-- Text block --
====
Ok..Now I’m sounding like some self help book and that is freaking me out….

Feeling sorry …

I’m having a hard time keeping it together.  MIL is back in the hospital.  More blood transfusions and trying to get the fluids off her without damaging her kidneys.  Congestive heart failure sucks!!  I’m having a hard time dealing with it all.  I know it’s depression but I refuse to handle it with medicine.  I know what the cause of it is and there isn’t much I can control.  That’s the part that is bothering me.  I can’t control it!  Not that I want to control the world…wait..hmm..nah…

So, I guess I need to find ways to relieve the stress so I can clean my house, take care of my health and be generally happy like I once was.  I thank God everyday that I have Jerry in my life as he is my rock.  I know that he is as miserable as I am and I guess that’s what keeps us clinging to each other.  Misery loves company right?
====
[Natural language descriptions of regions]
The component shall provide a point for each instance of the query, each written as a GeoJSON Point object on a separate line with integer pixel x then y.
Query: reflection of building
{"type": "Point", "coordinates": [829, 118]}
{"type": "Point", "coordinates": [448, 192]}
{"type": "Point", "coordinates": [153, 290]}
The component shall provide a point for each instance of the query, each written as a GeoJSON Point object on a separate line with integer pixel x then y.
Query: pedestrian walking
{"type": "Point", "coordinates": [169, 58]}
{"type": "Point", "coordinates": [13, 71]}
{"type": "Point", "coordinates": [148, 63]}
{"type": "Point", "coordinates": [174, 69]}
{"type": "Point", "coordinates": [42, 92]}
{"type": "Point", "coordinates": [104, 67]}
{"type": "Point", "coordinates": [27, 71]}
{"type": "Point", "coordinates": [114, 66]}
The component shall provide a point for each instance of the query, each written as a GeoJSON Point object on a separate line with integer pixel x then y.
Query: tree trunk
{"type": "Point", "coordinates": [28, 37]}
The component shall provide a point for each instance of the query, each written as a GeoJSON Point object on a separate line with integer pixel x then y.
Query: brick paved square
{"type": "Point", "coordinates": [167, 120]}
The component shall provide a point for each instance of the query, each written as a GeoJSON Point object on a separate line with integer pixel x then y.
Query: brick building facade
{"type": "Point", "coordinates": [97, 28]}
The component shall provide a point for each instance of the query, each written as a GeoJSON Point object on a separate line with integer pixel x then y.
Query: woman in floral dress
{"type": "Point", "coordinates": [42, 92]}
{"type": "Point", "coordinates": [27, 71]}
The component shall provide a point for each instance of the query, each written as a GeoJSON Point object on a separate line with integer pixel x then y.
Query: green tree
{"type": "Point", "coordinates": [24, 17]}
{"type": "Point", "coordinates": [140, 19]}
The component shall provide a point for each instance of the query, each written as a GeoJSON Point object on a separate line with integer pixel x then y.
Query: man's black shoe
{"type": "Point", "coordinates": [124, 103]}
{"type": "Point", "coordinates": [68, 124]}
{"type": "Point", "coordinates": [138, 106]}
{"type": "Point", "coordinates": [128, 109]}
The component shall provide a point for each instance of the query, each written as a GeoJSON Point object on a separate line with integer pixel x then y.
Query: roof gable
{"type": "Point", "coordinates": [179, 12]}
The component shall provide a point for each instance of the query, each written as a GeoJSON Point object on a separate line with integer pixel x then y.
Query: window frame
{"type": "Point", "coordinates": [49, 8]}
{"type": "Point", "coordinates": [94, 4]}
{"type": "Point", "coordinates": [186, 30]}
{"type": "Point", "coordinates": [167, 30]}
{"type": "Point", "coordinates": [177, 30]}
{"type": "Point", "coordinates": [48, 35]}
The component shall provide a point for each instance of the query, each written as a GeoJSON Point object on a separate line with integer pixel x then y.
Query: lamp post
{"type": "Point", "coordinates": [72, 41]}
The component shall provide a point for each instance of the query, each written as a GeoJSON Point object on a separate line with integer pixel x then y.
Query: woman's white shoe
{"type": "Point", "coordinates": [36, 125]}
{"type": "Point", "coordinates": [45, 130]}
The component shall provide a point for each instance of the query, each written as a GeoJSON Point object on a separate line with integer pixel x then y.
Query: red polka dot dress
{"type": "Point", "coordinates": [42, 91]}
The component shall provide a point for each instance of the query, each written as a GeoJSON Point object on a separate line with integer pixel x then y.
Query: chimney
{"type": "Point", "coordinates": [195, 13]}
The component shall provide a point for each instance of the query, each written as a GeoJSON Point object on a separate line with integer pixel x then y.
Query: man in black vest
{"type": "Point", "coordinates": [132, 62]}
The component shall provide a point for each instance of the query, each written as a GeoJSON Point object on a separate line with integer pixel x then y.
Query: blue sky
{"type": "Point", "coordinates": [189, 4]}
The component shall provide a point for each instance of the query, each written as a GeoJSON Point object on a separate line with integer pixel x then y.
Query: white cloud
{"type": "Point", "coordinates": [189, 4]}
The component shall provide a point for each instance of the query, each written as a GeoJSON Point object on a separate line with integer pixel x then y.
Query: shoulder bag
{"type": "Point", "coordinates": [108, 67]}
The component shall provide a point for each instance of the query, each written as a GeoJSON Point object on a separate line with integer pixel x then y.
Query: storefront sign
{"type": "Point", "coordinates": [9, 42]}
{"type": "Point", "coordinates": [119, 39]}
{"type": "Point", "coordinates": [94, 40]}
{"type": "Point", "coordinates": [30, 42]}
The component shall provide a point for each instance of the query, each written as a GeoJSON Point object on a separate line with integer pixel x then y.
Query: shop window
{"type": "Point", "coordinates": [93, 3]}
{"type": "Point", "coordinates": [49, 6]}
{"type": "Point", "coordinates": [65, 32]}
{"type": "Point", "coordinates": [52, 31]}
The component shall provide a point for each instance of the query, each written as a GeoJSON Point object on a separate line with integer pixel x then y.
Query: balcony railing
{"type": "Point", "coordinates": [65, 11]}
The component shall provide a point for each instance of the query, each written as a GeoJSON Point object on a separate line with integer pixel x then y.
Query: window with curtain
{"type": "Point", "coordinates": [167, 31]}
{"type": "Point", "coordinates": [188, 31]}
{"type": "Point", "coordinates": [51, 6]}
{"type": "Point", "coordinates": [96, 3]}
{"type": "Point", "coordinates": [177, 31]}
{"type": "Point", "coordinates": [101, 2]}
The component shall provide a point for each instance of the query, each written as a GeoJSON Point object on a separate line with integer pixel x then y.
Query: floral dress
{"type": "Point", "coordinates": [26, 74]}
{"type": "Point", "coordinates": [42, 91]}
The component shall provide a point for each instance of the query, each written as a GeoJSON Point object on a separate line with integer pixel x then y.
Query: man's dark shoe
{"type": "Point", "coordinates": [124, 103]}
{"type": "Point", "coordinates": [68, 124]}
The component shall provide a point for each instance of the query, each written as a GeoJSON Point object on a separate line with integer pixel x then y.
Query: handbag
====
-- About this task --
Say whether each statement below agrees with the post about feeling sorry. Answer yes or no for each, and quote the words from the post that decide it.
1. The writer plans to treat the depression with medicine.
2. MIL is in the hospital again.
3. The writer says Jerry is as miserable as the writer is.

-- Task response --
1. No: "I refuse to handle it with medicine."
2. Yes: "MIL is back in the hospital."
3. Yes: "I know that he is as miserable as I am"